> [WORK TASK 1] In the theater review excerpts, who directed the production that Nina Metz credits alongside Neveu and actor John Jenkins?
> [WORK TASK 2] Carry on the theater review excerpts from where they stop, after the Tribune quote.

> [EXCERPT]
* * * * *

Nina Metz, New City—“The character is a canny piece of work from Neveu, director Edward Sobel and actor John Jenkins, suggesting a man who is both an idiot and yet very, very clever. The guy is impossible to pin down, especially when he plays power games with the writing professor [David Parkes] whose assignment sparked the offending story. The interaction between the two is like watching a child pull the wings off a fly. And sometimes, you can’t help feeling the fly deserves it.”

Christopher Piatt, Time Out—“[A]lthough the acting in Sobel’s production is more pointed than necessary, and Neveu’s coffee-mug small talk can be occasionally unconvincing, TimeLine and Neveu have the nerve to ask you whom you believe, and then bring the curtain down before you’ve had adequate time to decide.”

Venus Zarris, Gay Chicago—“I am inclined to think of Harmless as pointless. That is not to say that it is totally worthless or useless, but despite it being somewhat interesting, it is thin on content and derails inconclusively. The dialogue and delivery thereof is tight with strong instances of impressive dramatic build, but the circumstances of the story prove to be insufficient motivation for the dramatic crescendos of the script. The two short acts of the play are more interesting scenes for acting exercise rather than a complete piece of thought-out work.”

You Asked For It, The Neo-Futurists

Chris Jones, Tribune—“On one of those clever meta-levels, this sounds as if it might be a fun night nonetheless. Trust me, it’s not. Both shows are insufferably boring. The cast wanders many miles from its conceptual theme into dark, unfathomably esoteric worlds, and the writing lacks satiric bite. There are no obvious comedians on the stage. There’s not much thematic discipline, either, so most of the possibilities suggested by the brilliant concept end up totally wasted. Aside from the lobby display, the only enjoyable part of the night is the reading of the survey results.”

* * * * *

> [EXCERPTED RECORDS]
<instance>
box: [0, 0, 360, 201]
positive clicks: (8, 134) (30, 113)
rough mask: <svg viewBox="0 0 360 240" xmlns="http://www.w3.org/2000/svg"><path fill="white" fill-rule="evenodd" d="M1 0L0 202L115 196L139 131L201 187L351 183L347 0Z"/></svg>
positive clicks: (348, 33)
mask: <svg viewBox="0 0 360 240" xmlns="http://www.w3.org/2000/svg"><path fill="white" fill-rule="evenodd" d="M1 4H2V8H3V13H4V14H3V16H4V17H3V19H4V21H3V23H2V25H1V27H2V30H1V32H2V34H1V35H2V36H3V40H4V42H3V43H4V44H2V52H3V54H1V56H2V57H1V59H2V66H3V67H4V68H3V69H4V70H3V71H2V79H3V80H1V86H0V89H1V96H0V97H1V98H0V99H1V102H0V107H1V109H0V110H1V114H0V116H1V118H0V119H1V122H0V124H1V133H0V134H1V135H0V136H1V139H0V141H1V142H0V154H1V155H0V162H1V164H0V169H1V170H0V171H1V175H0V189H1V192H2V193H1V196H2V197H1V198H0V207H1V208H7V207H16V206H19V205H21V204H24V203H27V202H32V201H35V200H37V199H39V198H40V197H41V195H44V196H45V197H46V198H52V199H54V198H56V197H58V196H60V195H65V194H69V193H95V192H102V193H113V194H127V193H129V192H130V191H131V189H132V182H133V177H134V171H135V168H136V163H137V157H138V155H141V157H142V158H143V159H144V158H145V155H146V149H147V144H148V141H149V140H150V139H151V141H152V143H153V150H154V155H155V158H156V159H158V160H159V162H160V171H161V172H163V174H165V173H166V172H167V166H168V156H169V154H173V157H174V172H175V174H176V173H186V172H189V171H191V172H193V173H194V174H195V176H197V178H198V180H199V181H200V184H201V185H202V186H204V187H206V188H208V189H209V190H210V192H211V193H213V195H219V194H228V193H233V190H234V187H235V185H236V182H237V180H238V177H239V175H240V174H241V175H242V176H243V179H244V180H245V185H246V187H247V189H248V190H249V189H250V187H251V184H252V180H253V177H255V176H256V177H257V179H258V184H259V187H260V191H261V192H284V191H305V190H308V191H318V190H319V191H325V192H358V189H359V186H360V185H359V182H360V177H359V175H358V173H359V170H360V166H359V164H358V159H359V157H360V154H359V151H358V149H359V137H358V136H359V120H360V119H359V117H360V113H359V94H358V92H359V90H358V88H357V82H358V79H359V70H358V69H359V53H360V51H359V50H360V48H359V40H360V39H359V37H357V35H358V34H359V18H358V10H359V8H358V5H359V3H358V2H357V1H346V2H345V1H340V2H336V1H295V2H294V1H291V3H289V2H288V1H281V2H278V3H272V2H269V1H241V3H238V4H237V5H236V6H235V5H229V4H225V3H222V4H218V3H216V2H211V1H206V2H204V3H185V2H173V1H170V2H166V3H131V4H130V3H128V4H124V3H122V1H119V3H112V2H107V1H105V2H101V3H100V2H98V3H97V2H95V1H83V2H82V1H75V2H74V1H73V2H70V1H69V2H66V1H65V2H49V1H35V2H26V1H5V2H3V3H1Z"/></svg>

* * * * *

> [RESPONSE AREA 1] Edward Sobel

> [RESPONSE AREA 2]
Hedy Weiss, Sun-Times—“The opening 15-minute segment of You Asked for It also is quite amusing as it reveals the results of the survey and drolly draws conclusions (for example, 86 percent of respondents said theatre was important; 81 percent came primarily for entertainment; ‘man vs. self’ was the most desired conflict to be explored; 87 percent of the audience wanted multiple climaxes in their dramas, and wanted them to occur on stage). You get the idea. The show should have stopped there but unfortunately did not. And the presentations of the ‘least desired’ and ‘most desired’ scenarios proved equally dreadful, proving not only that you shouldn’t write a play (good or bad) by the numbers, and you certainly shouldn’t have to watch it.”

Justin Hayford, Reader—“The ‘best’ and ‘worst’ plays, created by Allen and four winning performers from the data, are understandably unwieldy: Americans apparently most want a secular, realistic play starring an inspiring god and ‘an ordinary undead.’ Too often the company skirts scripting challenges by defaulting to its usual self-consciousness, and the evening is too long, but freewheeling performances make it appealingly goofy.”

Nina Metz, New City—“It is all a bit of intellectual hokum, actually. The plays (playlets, really) are patently absurd, and that seems to be the point: If you spend all your time asking audiences what they want, the results will be ridiculous—and useless. The perfect irony is that I favored the least-wanted play over the most. It had something with actor Steve Walker playing an alien that resembles Bea Arthur in tin foil ears. Really? Is that what American wants least?”

Quote of the Fortnight:

“It may be heresy to say this, but there are few Shakespeare comedies that wouldn’t benefit from some major trims.”—Hedy Weiss reviewing Chicago Shakespeare’s production of Short Shakespeare: The Taming of the Shrew in the Sun-Times.